### [INPUT FOR THIS TASK]
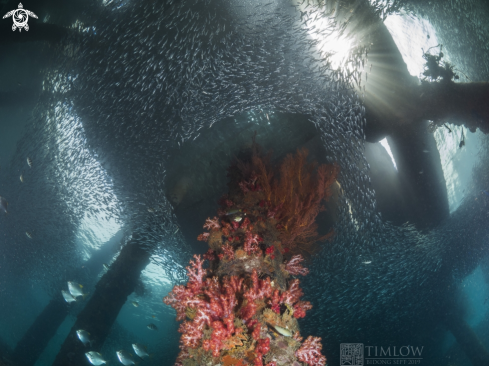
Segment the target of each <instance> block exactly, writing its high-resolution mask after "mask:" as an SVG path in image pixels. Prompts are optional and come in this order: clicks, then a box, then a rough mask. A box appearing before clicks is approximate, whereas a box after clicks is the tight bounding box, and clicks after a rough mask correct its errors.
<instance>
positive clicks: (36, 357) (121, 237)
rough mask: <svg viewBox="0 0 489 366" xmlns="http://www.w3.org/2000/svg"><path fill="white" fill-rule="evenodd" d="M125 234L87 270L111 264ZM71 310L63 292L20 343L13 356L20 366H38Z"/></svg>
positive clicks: (74, 272) (100, 269) (12, 356)
mask: <svg viewBox="0 0 489 366" xmlns="http://www.w3.org/2000/svg"><path fill="white" fill-rule="evenodd" d="M122 235H123V234H122V231H119V232H118V233H117V234H116V235H114V236H113V237H112V239H110V240H109V241H108V242H107V243H106V244H104V246H103V247H102V248H101V249H99V250H97V251H96V252H94V253H93V255H92V256H91V257H90V259H89V260H88V261H86V262H85V264H84V266H83V268H84V269H83V271H90V272H91V273H100V271H101V270H102V265H103V263H104V262H108V261H109V260H110V258H111V257H112V256H113V255H114V247H115V246H116V245H118V244H119V243H120V241H121V239H122ZM80 272H81V270H80V269H78V270H75V271H73V273H72V274H71V276H72V277H71V278H68V279H67V280H73V279H77V278H78V277H79V276H80V275H81V273H80ZM94 277H95V276H94ZM68 309H69V305H68V304H67V303H66V302H65V300H64V299H63V297H62V296H61V293H58V296H57V297H56V298H54V299H52V300H51V301H50V302H49V304H48V305H47V306H46V307H45V308H44V310H43V311H42V312H41V313H40V314H39V315H38V316H37V318H36V320H35V321H34V323H32V325H31V326H30V327H29V329H28V330H27V332H26V333H25V334H24V336H23V337H22V339H21V340H20V341H19V342H18V343H17V345H16V347H15V350H14V352H13V356H12V357H13V360H14V361H15V363H16V364H18V365H19V366H33V365H34V364H35V363H36V361H37V359H38V358H39V356H40V355H41V353H42V352H43V351H44V348H46V346H47V344H48V343H49V341H50V340H51V338H52V337H53V336H54V335H55V334H56V331H57V330H58V328H59V326H60V325H61V323H63V321H64V320H65V318H66V316H67V315H68Z"/></svg>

### [PROBLEM DETAILS]
Copy every line of the data above without changing anything, and leave the picture out.

### [RESULT]
Segment the target of each <instance> block exactly, writing its high-resolution mask after "mask:" as an SVG path in image pixels. Prompts are optional and come in this order: clicks, then a box, then a rough mask. A box appearing before clicks is approximate, whereas a box after clicks is the tight bounding box, and clicks after a rough mask correct its errors.
<instance>
positive clicks: (36, 357) (121, 237)
rough mask: <svg viewBox="0 0 489 366" xmlns="http://www.w3.org/2000/svg"><path fill="white" fill-rule="evenodd" d="M125 234L87 270L111 264ZM71 310L63 292L20 343L13 356L20 366H38Z"/></svg>
positive clicks: (74, 272) (100, 269) (12, 356)
mask: <svg viewBox="0 0 489 366" xmlns="http://www.w3.org/2000/svg"><path fill="white" fill-rule="evenodd" d="M122 235H123V234H122V231H119V232H118V233H117V234H116V235H114V236H113V237H112V239H110V240H109V241H108V242H107V243H106V244H104V246H103V247H102V248H101V249H99V250H97V251H96V252H94V253H93V255H92V256H91V257H90V259H89V260H88V261H86V262H85V264H84V266H83V268H84V269H83V271H90V272H91V273H100V271H101V270H102V265H103V263H104V262H108V261H109V260H110V258H111V257H112V256H113V255H114V247H115V246H116V245H118V244H119V243H120V241H121V239H122ZM80 272H81V270H80V269H78V270H75V271H73V273H72V274H71V276H72V277H71V278H68V279H67V280H73V279H77V278H78V277H79V276H80V275H81V273H80ZM94 277H95V276H94ZM68 309H69V305H68V304H67V303H66V302H65V300H64V299H63V297H62V296H61V293H58V296H57V297H56V298H54V299H52V300H51V301H50V302H49V304H48V305H47V306H46V307H45V308H44V310H43V311H42V312H41V313H40V314H39V315H38V316H37V318H36V320H35V321H34V323H32V325H31V326H30V327H29V329H28V330H27V332H26V333H25V334H24V336H23V337H22V339H21V340H20V341H19V342H18V343H17V345H16V347H15V350H14V352H13V356H12V357H13V360H14V361H15V363H16V364H18V365H19V366H33V365H34V364H35V363H36V361H37V359H38V358H39V356H40V355H41V353H42V352H43V351H44V348H46V346H47V344H48V343H49V341H50V340H51V338H52V337H53V336H54V335H55V334H56V331H57V330H58V328H59V326H60V325H61V323H63V321H64V320H65V318H66V316H67V315H68Z"/></svg>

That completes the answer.